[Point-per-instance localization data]
^^^^^^^^^^^^^^^^
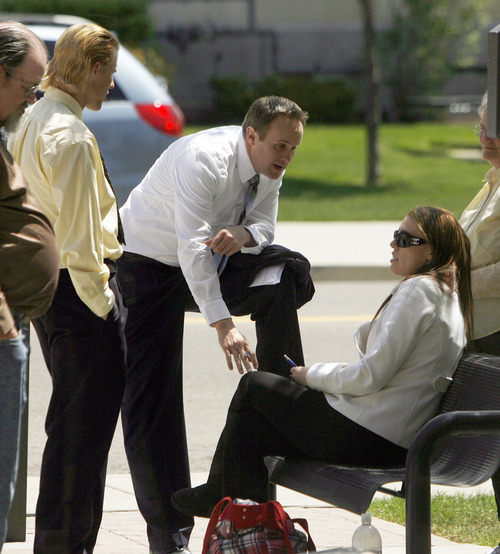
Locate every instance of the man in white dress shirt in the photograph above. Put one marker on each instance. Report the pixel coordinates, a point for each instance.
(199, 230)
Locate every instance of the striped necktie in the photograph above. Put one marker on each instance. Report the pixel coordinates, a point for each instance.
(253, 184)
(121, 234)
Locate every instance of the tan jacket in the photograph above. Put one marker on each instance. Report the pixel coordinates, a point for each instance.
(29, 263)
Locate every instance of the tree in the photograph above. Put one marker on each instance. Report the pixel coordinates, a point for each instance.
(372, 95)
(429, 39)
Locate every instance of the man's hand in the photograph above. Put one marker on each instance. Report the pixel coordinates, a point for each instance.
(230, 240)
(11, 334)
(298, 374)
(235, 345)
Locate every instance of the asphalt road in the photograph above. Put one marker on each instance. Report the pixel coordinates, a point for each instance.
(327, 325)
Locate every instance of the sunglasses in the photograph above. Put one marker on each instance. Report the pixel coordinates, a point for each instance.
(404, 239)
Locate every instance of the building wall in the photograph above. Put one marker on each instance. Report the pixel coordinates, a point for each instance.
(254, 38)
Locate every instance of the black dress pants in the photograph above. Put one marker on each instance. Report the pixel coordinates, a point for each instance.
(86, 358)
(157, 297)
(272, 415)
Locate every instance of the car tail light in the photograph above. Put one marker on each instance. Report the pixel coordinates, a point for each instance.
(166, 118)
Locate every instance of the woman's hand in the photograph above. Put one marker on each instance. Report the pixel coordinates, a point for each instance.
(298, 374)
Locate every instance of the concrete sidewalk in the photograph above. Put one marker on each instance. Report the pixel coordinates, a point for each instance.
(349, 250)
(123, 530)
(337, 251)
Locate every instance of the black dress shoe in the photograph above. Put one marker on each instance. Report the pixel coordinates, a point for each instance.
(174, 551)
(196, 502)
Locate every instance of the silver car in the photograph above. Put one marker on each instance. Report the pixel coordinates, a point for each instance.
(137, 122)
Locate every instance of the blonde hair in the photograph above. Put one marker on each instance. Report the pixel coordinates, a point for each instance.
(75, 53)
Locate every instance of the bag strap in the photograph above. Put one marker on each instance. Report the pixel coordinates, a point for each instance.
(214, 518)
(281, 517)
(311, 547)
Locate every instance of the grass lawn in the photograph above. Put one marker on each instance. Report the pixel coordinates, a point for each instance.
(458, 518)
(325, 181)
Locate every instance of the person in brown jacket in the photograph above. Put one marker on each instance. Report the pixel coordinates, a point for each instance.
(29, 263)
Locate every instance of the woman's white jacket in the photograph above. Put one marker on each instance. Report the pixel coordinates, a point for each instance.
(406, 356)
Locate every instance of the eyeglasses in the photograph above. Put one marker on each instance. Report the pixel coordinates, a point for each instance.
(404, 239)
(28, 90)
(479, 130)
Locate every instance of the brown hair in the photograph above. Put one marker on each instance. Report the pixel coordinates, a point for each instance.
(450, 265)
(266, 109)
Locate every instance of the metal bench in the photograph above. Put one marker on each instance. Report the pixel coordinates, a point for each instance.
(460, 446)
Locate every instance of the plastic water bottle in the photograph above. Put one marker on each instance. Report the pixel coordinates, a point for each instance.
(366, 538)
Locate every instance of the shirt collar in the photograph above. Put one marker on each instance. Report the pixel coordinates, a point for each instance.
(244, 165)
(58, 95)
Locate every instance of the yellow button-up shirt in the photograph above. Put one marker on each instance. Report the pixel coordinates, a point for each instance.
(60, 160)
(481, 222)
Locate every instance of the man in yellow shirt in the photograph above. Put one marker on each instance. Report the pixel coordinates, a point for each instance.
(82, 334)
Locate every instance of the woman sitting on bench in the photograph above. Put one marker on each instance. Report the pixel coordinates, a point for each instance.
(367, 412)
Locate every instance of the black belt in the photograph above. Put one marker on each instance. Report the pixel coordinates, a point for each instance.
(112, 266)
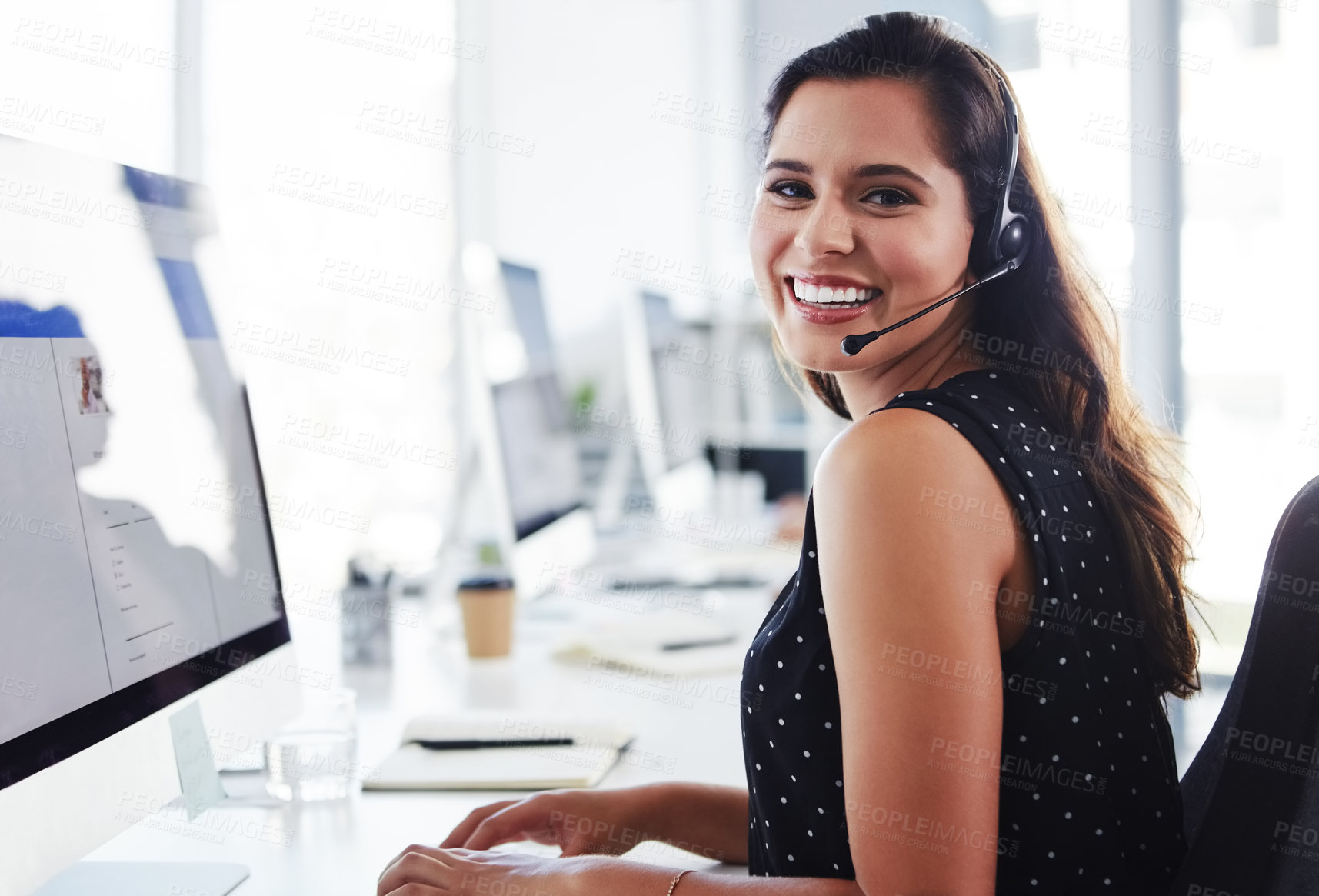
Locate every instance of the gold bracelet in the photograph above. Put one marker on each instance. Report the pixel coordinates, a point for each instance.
^^^^^^^^^^^^^^^^
### Task directions
Could you print all of the entries above exactly as written, minus the pictures?

### Result
Locate every instance of the man in white dress shirt in the photograph above. Put one marker on each instance. Report the pixel coordinates, a point for each instance.
(199, 230)
Locate every instance of the striped necktie in the photograph above. Put one marker on each instance. Report the pixel coordinates, a point for each instance.
(253, 184)
(121, 234)
Locate every instance of the tan jacket in the photograph above. Put one marker on each instance. Report the pixel coordinates, a point for each instance.
(29, 263)
Locate every instance of the tree in the photograph above. Put one marker on each instance. Report the pixel coordinates, a point for each instance.
(372, 95)
(429, 39)
Locate every instance of the man's hand in the photograph above. Put one marker on each instance. Report the pixel coordinates, a point for each instance.
(230, 240)
(11, 334)
(298, 374)
(235, 345)
Locate every instance of the asphalt road in the photograph above. Put one marker on each instance. Report the pixel coordinates, a point for each instance.
(327, 325)
Locate every instance of the sunglasses in the photograph above. Put one marker on each instance. Report the pixel coordinates, a point for each instance.
(404, 239)
Locate every instance of the building wall in the photograph above. Put one marker on each instance. Report the pixel coordinates, a point for each instance.
(254, 38)
Locate every instance of the black dress pants in the photograph above. Put one marker on each instance. Report the pixel coordinates, a point for each instance.
(86, 358)
(157, 297)
(272, 415)
Locate every instance of the car tail light in the photograph above. Put one marker on each instance. Report the pixel coordinates, a point for each instance.
(166, 118)
Locate every instance of the woman's hand in the photograph above. Put one marker on each instance. Report the pixel coordinates, a point for each instance.
(298, 374)
Locate every instance of the concrete sidewalk in the photograph above. Put one marker on each instance. Report the pixel coordinates, a point for each instance.
(349, 250)
(123, 530)
(337, 251)
Locate every instance of the black dress shoe in the photograph above. Put one marker on each instance. Report the pixel coordinates, a point for each instance.
(174, 551)
(196, 502)
Locate every instance of the silver car in the photograph above. Put one marker on each instance. Report the pixel coordinates, a point for each instance.
(137, 122)
Locate every instance of the blonde hair in the photograph above. Put one marker on each instance. Report the pixel coordinates, a point for each instance.
(75, 53)
Locate every instance of the bag strap in the photograph above. Put one marker on each instance. Report the pixel coordinates, a point for each instance.
(214, 518)
(281, 517)
(311, 547)
Locate every instance of the grass lawn in the photograph above. Put one marker on each instance. Report the pixel coordinates, a point for each instance.
(458, 518)
(325, 181)
Locate every instance of the person in brown jacket in the photograph above. Put one marker on each instance. Report the pixel coordinates, a point for each instance.
(29, 263)
Locate every instance of the woman's white jacket in the photograph above. Put one marker on each instance. Report the pixel coordinates, a point for each instance.
(406, 356)
Locate every instance of the eyeglasses in the photograph above. Put one marker on each instance. Report the pixel coordinates, a point for each instance.
(404, 239)
(28, 90)
(479, 130)
Locate every instance of the brown hair in the photograph above. Put one marker on each instance. Report the pixel coordinates, a point for each instance.
(450, 265)
(266, 109)
Locate every instance of the metal bench in the photograph above. Put one marker on each instance. Report the pixel coordinates, a point for each instance.
(460, 446)
Locate every instance of the plastic water bottle in the photograph above. Put one marker on each instance. Report the pixel coordinates, a point for each instance.
(366, 538)
Locate every instance of the shirt collar in the photograph above. Put one marker on each instance. Report the pixel coordinates, a point for each instance.
(244, 165)
(58, 95)
Locate every instance of the yellow button-up shirt in the photograph above. Put one marker on each instance. Report the pixel coordinates, a point for each instance.
(60, 160)
(481, 222)
Locate every instance of the man in yellow shirt in the photograph above. Put one marker on each instance. Report the pixel coordinates, a point for each instance.
(82, 334)
Locate every instance of the woman sitting on bench in the photograph above. Put one marker on each instance. Report the pixel coordinates, a point for each instance.
(367, 412)
Locate every instance of the black belt in the photograph above. Put one marker on each instance. Report the pixel coordinates, a point for each instance.
(112, 266)
Locate every instance of the gold bracelet in the photograph above. Put one marker on each instance. Report the pixel coordinates, a point for each instance.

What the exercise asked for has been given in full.